* [Reading passage]
Member of Parliament, Lok Sabha
- In office 1989–1996
- Preceded by: George Gilbert Swell
- Succeeded by: George Gilbert Swell
- Constituency: Shillong Lok Sabha Constituency

Speaker, Meghalaya Legislative Assembly
- In office 24 February 1988 – 15 December 1989
- Preceded by: E.K Mawlong
- Succeeded by: Paty Ripple Kyndiah

President, All India Catholic Union
- In office 1994–1996
- Preceded by: Allan de Noronha
- Succeeded by: Norbert D'Souza

Personal details
- Born: 1 August 1939 Shillong
- Died: 29 September 1997 (aged 58) Shillong
- Party: Indian National Congress
- Spouse: Q.E Lyngdoh
- Children: Ampareen Lyngdoh, 9
- Alma mater: Guwahati University

= Peter G. Marbaniang =

Indian politician

Peter Garnett Marbaniang was an Indian parliamentarian, legislator and academic from the state of Meghalaya. He served as a Member of the Lok Sabha from 1989 to 1996, as Speaker of the Meghalaya Legislative Assembly and as a Minister in the Government of Meghalaya. He was the President of the All India Catholic Union from 1994 to 1996.

* [Data provided]
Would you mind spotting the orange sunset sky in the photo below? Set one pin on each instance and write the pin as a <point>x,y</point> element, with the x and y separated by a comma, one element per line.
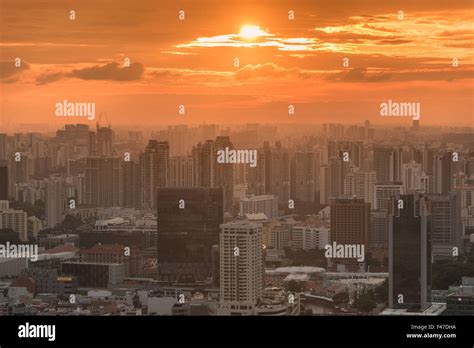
<point>191,62</point>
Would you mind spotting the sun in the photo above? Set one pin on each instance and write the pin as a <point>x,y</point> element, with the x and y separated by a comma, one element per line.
<point>250,32</point>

* [Problems and tasks]
- 1) Please quote the Peter G. Marbaniang biography word for word, beginning at the words "Indian politician" and stopping after "1994 to 1996.".
- 2) According to the Peter G. Marbaniang biography, what was his alma mater?
- 3) Name every person the Peter G. Marbaniang biography lists as having preceded him in an office.
The material comes from a separate source and is unrelated to the biography.

* [Results]
- 1)
Indian politician

Peter Garnett Marbaniang was an Indian parliamentarian, legislator and academic from the state of Meghalaya. He served as a Member of the Lok Sabha from 1989 to 1996, as Speaker of the Meghalaya Legislative Assembly and as a Minister in the Government of Meghalaya. He was the President of the All India Catholic Union from 1994 to 1996.

- 2) Guwahati University

- 3)
George Gilbert Swell
E.K Mawlong
Allan de Noronha